Work to complete » Each record must be output exactly and in full.

Dataset entries:
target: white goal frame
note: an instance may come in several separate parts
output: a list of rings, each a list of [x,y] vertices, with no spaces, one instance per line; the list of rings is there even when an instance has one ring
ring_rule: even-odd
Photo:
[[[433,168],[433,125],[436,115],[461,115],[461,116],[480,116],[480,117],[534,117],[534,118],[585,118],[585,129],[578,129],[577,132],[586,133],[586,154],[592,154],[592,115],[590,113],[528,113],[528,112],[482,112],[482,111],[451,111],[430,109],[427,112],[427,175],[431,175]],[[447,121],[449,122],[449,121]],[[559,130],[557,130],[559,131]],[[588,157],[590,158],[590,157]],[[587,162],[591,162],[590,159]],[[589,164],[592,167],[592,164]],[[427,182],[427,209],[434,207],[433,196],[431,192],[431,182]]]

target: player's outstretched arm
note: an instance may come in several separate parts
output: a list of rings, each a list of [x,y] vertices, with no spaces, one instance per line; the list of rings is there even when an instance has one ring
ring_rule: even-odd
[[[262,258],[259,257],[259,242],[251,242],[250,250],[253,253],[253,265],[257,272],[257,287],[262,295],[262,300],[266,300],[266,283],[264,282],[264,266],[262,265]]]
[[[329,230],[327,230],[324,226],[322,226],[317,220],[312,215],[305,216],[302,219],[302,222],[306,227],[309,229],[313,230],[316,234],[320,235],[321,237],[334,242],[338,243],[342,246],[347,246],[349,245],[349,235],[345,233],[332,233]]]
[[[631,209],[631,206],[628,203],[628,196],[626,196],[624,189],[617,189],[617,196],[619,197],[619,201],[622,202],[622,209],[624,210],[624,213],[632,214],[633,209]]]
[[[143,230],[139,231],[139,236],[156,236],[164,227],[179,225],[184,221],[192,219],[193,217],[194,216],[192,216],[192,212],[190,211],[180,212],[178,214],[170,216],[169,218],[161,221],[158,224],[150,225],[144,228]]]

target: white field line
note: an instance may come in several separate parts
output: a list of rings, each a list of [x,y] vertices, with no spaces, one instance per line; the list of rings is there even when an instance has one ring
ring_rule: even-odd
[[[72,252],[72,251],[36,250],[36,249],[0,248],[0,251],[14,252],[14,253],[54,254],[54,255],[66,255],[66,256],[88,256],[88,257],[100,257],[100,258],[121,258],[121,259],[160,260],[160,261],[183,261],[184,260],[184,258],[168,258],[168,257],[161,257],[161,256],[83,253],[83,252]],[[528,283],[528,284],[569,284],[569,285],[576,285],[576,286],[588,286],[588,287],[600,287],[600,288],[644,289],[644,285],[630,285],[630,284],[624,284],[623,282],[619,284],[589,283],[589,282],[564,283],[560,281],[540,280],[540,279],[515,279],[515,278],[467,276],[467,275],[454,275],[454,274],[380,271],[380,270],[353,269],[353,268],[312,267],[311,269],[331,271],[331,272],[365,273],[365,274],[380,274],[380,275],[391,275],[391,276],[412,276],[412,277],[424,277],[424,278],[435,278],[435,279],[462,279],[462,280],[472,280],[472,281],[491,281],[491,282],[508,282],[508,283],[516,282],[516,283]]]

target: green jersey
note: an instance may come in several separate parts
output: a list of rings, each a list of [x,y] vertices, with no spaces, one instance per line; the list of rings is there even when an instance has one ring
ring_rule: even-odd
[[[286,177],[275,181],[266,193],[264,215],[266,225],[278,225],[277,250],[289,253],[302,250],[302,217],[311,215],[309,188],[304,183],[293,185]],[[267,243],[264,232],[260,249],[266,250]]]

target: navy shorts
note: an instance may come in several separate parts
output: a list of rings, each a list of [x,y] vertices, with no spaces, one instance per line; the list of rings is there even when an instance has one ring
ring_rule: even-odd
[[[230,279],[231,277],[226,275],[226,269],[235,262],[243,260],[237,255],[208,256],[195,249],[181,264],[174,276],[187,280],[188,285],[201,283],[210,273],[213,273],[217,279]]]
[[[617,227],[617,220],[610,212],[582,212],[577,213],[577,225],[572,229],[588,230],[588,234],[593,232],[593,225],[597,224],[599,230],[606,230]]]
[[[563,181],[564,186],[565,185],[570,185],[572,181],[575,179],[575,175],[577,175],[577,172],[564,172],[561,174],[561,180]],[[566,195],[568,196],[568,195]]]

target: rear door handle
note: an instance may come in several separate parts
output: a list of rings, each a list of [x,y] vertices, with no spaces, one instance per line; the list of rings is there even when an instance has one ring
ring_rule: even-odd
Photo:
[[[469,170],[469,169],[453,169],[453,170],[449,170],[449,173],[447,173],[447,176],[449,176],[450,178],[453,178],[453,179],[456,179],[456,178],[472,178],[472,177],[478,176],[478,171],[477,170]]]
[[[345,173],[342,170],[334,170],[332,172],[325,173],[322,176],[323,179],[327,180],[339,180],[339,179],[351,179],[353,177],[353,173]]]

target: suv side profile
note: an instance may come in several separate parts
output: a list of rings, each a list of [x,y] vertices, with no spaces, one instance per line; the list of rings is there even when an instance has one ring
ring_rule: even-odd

Response for this exercise »
target: white goal frame
note: an instance may come in several separate parts
output: a list of rings, each a list of [x,y] vertices, with no spaces, one instance per line; the list of rings is there even when an instance has one ring
ring_rule: even-odd
Photo:
[[[433,168],[433,125],[436,115],[461,115],[461,116],[480,116],[480,117],[534,117],[534,118],[585,118],[585,129],[578,129],[577,132],[586,133],[586,154],[592,154],[592,115],[590,113],[528,113],[528,112],[482,112],[482,111],[451,111],[430,109],[427,112],[427,175],[431,175]],[[447,121],[449,122],[449,121]],[[559,130],[557,130],[559,131]],[[588,157],[590,158],[590,157]],[[587,162],[591,162],[590,159]],[[589,164],[592,167],[592,164]],[[427,182],[427,209],[434,207],[433,196],[431,192],[431,182]]]

target: player's outstretched arm
note: an instance may come in several separate parts
output: a list of rings, each a list of [x,y] vertices, with no spaces, one instance per line; the list of rings is there even when an instance has one ring
ring_rule: even-odd
[[[262,258],[259,257],[259,242],[251,242],[250,250],[253,253],[253,265],[257,272],[257,287],[262,295],[262,300],[266,300],[266,283],[264,282],[264,266],[262,265]]]
[[[329,230],[327,230],[324,226],[322,226],[317,220],[312,215],[305,216],[302,219],[302,222],[306,227],[309,229],[313,230],[316,234],[320,235],[321,237],[334,242],[338,243],[342,246],[347,246],[349,245],[349,235],[345,233],[332,233]]]
[[[631,209],[631,206],[628,203],[628,196],[626,196],[624,189],[617,189],[617,196],[619,197],[619,201],[622,202],[622,209],[624,210],[624,213],[632,214],[633,209]]]
[[[143,230],[139,231],[139,236],[156,236],[164,227],[179,225],[184,221],[192,219],[193,217],[194,216],[192,216],[192,212],[190,211],[180,212],[178,214],[170,216],[169,218],[161,221],[158,224],[150,225],[144,228]]]

target: white field line
note: an instance may come in several separate parts
output: a list of rings, each a list of [x,y] vertices, with no spaces, one instance per line; the list of rings is there even when an instance has one ring
ring_rule: even-odd
[[[72,252],[72,251],[36,250],[36,249],[0,248],[0,251],[14,252],[14,253],[54,254],[54,255],[66,255],[66,256],[88,256],[88,257],[100,257],[100,258],[121,258],[121,259],[160,260],[160,261],[183,261],[184,260],[184,258],[168,258],[168,257],[161,257],[161,256],[83,253],[83,252]],[[528,283],[528,284],[569,284],[569,285],[576,285],[576,286],[588,286],[588,287],[600,287],[600,288],[644,289],[644,285],[630,285],[630,284],[624,284],[623,282],[619,284],[589,283],[589,282],[564,283],[560,281],[540,280],[540,279],[515,279],[515,278],[467,276],[467,275],[454,275],[454,274],[380,271],[380,270],[353,269],[353,268],[312,267],[311,269],[331,271],[331,272],[365,273],[365,274],[380,274],[380,275],[391,275],[391,276],[412,276],[412,277],[424,277],[424,278],[435,278],[435,279],[462,279],[462,280],[472,280],[472,281],[491,281],[491,282],[508,282],[508,283],[516,282],[516,283]]]

target: green jersey
note: an instance may come in several separate parts
output: a list of rings, each a list of [x,y] vertices, with no spaces, one instance per line; the list of rings is there even when an instance has one ring
ring_rule: even-odd
[[[286,177],[275,181],[266,193],[264,215],[266,225],[278,225],[277,250],[289,253],[302,250],[302,217],[311,215],[309,188],[304,183],[293,185]],[[267,243],[264,232],[260,249],[266,250]]]

target: navy shorts
note: an instance may come in several separate parts
output: a list of rings, each a list of [x,y] vertices, with no spaces, one instance per line; the list of rings is there even when an instance has one ring
ring_rule: even-odd
[[[230,279],[231,277],[226,275],[226,269],[235,262],[243,260],[237,255],[208,256],[195,249],[181,264],[174,276],[187,280],[188,285],[201,283],[210,273],[213,273],[217,279]]]
[[[617,227],[617,220],[610,212],[582,212],[577,213],[577,225],[572,229],[588,230],[588,234],[593,232],[593,225],[597,224],[599,230],[606,230]]]
[[[563,181],[564,186],[565,185],[570,185],[572,181],[575,179],[575,175],[577,175],[577,172],[564,172],[561,174],[561,180]],[[566,195],[568,196],[568,195]]]

target: rear door handle
note: an instance may come in several separate parts
output: a list of rings, each a list of [x,y] vertices, with no spaces, one instance per line; the list of rings is there even when an instance has one ring
ring_rule: even-odd
Photo:
[[[469,170],[469,169],[453,169],[453,170],[449,170],[449,173],[447,173],[447,176],[449,176],[450,178],[453,178],[453,179],[456,179],[456,178],[472,178],[472,177],[478,176],[478,171],[477,170]]]
[[[345,173],[342,170],[334,170],[332,172],[325,173],[322,176],[323,179],[327,180],[339,180],[339,179],[351,179],[353,177],[353,173]]]

target: suv side profile
note: an instance may come in several separate parts
output: a list of rings, each a list of [x,y] vertices, with no spaces, one instance per line; the list of rings is there even when an instance has one ring
ring_rule: even-odd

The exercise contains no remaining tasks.